▶ Aufgabenstellung
1. Drucke aus dem Text über den Liederabend den Abschnitt von „Christina Landshamer zeigte“ bis „auch im Liedvortrag.“ wortgetreu ab.
2. Beantworte zum Text über den Liederabend die folgenden Fragen:
(a) Von welchem Dichter stammten die Gedichte der zweiten Liedgruppe?
(b) Welches Lied handelt als einziges nicht von Liebe und Tod?
(c) Welche Karriere merkt man Christina Landshamer deutlich an?

Schumanns zweite Liedgruppe im ersten Teil des Abends bestand ausschließlich aus Vertonungen von Goethe-Gedichten. Die bekanntesten Gedichte „Nur wer die Sehnsucht kennt…“ und „Kennst Du das Land, wo die Zitronen blühn…“ durften natürlich nicht fehlen. Bis auf „Mignon“ handeln alle von Liebe und Tod, die in der Literatur oftmals eine traurige Allianz eingehen. Unerfüllte Liebe, Verzicht und frühes Verblühen stehen hier im Mittelpunkt.
Christina Landshamer zeigte bereits in diesem ersten Teil ihr Können, das sich auf eine helle und klare Stimme stützt, die auch in den hohen Lagen ihre natürliches Timbre behält. Man merkt ihr die Opernkarriere deutlich an, muss sie sich stimmlich doch nicht aufs lyrische Fach beschränken. Was Opernbühnen stimmlich füllt, bewährt sich auch im Liedvortrag.

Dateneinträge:
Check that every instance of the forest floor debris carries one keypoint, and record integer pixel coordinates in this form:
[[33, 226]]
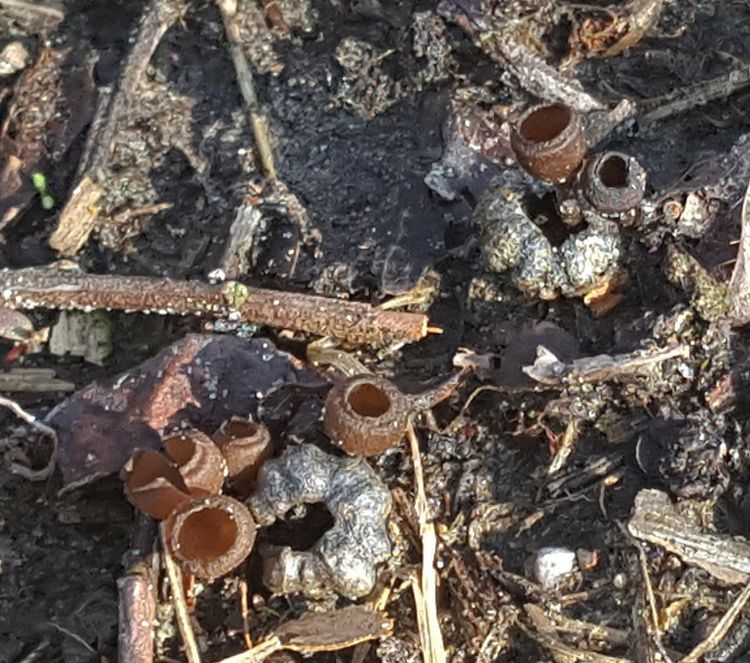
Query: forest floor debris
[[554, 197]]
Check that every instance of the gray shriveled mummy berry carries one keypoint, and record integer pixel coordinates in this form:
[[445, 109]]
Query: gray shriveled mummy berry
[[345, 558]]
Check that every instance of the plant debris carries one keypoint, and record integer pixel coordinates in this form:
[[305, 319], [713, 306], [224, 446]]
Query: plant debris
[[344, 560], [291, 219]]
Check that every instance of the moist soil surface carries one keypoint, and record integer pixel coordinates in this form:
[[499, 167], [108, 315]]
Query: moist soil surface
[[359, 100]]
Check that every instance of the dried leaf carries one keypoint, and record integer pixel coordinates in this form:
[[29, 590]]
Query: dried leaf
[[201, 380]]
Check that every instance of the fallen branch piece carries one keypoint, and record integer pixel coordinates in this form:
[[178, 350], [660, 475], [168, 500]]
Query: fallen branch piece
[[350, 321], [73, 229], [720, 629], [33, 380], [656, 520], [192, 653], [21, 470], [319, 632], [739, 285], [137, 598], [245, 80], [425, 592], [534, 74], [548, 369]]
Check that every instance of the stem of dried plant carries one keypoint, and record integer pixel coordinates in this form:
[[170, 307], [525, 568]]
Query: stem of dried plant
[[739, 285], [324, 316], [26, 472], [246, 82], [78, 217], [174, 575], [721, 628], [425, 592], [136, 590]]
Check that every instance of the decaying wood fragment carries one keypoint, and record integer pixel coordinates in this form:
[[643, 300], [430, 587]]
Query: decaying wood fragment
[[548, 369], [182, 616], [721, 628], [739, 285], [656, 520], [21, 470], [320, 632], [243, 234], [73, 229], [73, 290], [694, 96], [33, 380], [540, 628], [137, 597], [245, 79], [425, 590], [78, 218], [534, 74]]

--

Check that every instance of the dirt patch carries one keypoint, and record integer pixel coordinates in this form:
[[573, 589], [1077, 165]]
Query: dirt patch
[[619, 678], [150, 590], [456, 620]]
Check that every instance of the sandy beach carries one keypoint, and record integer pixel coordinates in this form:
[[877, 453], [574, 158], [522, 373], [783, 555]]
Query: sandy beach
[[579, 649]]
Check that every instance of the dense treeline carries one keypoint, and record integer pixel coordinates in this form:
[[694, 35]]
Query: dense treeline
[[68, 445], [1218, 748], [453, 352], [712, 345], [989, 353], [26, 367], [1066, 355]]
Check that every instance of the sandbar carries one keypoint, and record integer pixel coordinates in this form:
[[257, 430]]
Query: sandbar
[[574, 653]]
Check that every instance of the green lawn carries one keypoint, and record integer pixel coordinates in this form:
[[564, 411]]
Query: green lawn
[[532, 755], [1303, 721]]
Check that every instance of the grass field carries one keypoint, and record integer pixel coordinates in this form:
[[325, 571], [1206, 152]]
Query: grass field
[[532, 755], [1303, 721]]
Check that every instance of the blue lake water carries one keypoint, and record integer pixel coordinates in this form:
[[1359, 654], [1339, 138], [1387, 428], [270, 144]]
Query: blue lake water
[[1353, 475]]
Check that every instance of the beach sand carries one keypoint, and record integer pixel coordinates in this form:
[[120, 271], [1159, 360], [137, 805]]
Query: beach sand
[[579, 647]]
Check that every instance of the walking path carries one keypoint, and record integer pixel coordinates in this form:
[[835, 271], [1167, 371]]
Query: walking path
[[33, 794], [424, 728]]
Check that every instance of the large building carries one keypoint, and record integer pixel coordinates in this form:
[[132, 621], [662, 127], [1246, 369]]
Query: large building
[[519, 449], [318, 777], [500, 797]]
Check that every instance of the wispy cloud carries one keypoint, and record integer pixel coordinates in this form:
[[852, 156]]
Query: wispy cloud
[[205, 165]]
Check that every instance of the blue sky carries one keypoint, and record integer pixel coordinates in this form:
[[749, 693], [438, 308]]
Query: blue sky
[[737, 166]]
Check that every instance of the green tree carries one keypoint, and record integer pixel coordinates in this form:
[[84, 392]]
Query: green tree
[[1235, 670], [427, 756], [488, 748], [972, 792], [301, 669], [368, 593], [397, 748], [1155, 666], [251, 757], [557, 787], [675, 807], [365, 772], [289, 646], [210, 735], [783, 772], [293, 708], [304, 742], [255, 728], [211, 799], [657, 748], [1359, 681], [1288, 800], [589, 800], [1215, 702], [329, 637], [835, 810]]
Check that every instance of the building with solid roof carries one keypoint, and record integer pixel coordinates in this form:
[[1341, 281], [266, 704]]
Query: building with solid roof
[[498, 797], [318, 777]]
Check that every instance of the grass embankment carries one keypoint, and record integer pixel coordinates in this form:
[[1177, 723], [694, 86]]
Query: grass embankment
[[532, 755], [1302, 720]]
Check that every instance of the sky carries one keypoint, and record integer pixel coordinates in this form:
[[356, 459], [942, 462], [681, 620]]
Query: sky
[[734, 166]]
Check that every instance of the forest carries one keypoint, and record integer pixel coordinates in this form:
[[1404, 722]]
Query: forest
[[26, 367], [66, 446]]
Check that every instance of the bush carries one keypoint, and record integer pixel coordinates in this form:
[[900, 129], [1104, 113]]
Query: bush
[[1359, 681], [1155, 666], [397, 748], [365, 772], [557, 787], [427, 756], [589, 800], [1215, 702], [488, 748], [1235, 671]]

▶ Lösungen
1.
Christina Landshamer zeigte bereits in diesem ersten Teil ihr Können, das sich auf eine helle und klare Stimme stützt, die auch in den hohen Lagen ihre natürliches Timbre behält. Man merkt ihr die Opernkarriere deutlich an, muss sie sich stimmlich doch nicht aufs lyrische Fach beschränken. Was Opernbühnen stimmlich füllt, bewährt sich auch im Liedvortrag.

2.
(a) Von Goethe.
(b) „Mignon“.
(c) Ihre Opernkarriere.